TEXT SHOWN.
America's Oldest Distillery West of the Mississippi Is About to Turn 170 — And It's Just Getting Started
There are distilleries that talk about heritage, and then there are places where heritage is so embedded in the soil, the water, and the stone walls that no marketing department could ever fabricate it. Holladay Distillery in Weston, Missouri, belongs firmly to the second category. As Holladay Distillery approaches its 170th anniversary later this year, the historic Missouri distillery is marking the occasion with a series of major milestones that reflect both its enduring legacy and continued investment in the future. That combination — deep roots and genuine forward momentum — is exactly what makes this anniversary more than a press release. It's the story of American bourbon in microcosm: tenacious, place-specific, and built on the kind of patience that most modern businesses simply can't afford.
Founded in 1856, Holladay Distillery remains the oldest business in the greater Kansas City area and the oldest distillery west of the Mississippi still operating at its original location. That is a distinction that no amount of capital or rebranding can manufacture. On December 5, 2026, the distillery will officially celebrate 170 years of continuous operation, a rare milestone few American distilleries can claim. To put that in proper context: when the Holladay brothers fired up their first still, Abraham Lincoln was still a prairie lawyer, the transcontinental railroad was a fever dream, and the American West was barely charted territory.
Before There Was Bourbon, There Was a Limestone Spring
Every great bourbon story starts with water, and Holladay's story starts with some of the most historically significant water in the country. Over fifty years before founder Ben Holladay acquired the land, Lewis and Clark passed through in 1804 during their famed expedition to the West, discovering and charting the limestone springs that run abundantly throughout the property. That detail isn't just a tourism talking point — limestone-filtered water is fundamentally different from surface water, naturally stripped of iron and enriched with minerals that help yeast thrive during fermentation and soften the finished spirit. The Corps of Discovery stumbled onto something extraordinary without ever knowing it would one day define a bourbon.

ROWS.
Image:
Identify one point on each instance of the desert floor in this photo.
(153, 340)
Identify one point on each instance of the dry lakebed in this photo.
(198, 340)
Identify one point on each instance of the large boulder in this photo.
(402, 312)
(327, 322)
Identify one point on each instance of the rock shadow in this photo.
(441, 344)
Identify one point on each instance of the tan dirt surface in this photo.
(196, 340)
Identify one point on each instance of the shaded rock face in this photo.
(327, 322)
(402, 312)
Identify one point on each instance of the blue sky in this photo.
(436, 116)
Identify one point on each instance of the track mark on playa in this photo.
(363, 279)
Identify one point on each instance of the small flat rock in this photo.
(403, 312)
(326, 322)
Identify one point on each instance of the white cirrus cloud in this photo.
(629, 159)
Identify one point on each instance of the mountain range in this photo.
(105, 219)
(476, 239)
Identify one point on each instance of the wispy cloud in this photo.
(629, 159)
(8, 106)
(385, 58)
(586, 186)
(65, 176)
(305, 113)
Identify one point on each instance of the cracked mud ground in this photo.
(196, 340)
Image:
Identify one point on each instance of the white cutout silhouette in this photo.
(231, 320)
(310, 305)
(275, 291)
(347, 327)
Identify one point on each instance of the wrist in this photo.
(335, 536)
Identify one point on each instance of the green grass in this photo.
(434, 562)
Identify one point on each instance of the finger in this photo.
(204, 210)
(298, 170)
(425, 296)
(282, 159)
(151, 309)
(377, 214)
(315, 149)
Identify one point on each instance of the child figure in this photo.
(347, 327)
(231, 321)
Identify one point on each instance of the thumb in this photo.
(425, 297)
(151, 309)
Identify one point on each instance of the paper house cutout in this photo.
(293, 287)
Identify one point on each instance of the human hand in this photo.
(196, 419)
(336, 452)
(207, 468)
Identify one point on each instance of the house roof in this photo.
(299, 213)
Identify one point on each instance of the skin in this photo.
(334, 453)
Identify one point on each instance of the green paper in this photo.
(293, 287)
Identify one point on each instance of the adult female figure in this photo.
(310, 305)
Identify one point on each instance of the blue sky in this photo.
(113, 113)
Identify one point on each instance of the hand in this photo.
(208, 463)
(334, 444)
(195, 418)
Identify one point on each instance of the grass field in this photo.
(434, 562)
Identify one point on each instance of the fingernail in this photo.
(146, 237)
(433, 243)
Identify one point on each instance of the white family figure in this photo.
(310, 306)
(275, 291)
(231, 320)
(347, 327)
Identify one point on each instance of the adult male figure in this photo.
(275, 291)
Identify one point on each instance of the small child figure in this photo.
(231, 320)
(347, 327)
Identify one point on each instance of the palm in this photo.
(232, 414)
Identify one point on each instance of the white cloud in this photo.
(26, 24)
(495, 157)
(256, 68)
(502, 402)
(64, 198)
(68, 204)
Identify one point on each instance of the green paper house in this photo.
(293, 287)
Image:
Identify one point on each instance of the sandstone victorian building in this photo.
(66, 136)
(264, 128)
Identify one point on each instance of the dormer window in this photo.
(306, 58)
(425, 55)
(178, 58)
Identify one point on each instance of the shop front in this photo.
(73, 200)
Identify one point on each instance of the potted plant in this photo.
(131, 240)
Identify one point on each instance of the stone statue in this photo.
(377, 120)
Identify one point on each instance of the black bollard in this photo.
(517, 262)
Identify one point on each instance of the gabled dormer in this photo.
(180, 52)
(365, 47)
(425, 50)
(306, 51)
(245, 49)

WORK INSTRUCTIONS. Reproduce the stretch of the Holladay Distillery text from "Founded in 1856, Holladay" through "barely charted territory." word for word.

THE REPLY.
Founded in 1856, Holladay Distillery remains the oldest business in the greater Kansas City area and the oldest distillery west of the Mississippi still operating at its original location. That is a distinction that no amount of capital or rebranding can manufacture. On December 5, 2026, the distillery will officially celebrate 170 years of continuous operation, a rare milestone few American distilleries can claim. To put that in proper context: when the Holladay brothers fired up their first still, Abraham Lincoln was still a prairie lawyer, the transcontinental railroad was a fever dream, and the American West was barely charted territory.